### Problem description
Please count the lines in the data below that mention the word "wheel", then give only the total.

Saved entries
# # # # # # #

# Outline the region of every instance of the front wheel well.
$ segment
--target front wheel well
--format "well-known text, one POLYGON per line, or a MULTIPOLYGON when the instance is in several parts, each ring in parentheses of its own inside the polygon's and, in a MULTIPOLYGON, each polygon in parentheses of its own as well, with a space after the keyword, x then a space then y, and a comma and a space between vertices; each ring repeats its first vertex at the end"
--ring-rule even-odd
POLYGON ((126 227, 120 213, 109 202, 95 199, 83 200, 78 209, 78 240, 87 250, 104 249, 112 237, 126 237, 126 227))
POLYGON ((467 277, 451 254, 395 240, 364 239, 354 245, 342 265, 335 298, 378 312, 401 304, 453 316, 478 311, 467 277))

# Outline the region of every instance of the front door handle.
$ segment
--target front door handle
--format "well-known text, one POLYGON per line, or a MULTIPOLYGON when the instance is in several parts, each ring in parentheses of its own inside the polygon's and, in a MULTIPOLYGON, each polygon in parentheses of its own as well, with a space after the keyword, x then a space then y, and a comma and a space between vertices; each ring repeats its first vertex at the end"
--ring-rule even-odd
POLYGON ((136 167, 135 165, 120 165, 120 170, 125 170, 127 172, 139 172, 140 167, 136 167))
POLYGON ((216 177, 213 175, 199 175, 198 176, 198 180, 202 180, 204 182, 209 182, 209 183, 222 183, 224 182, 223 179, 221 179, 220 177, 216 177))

# # # # # # #

### Final answer
2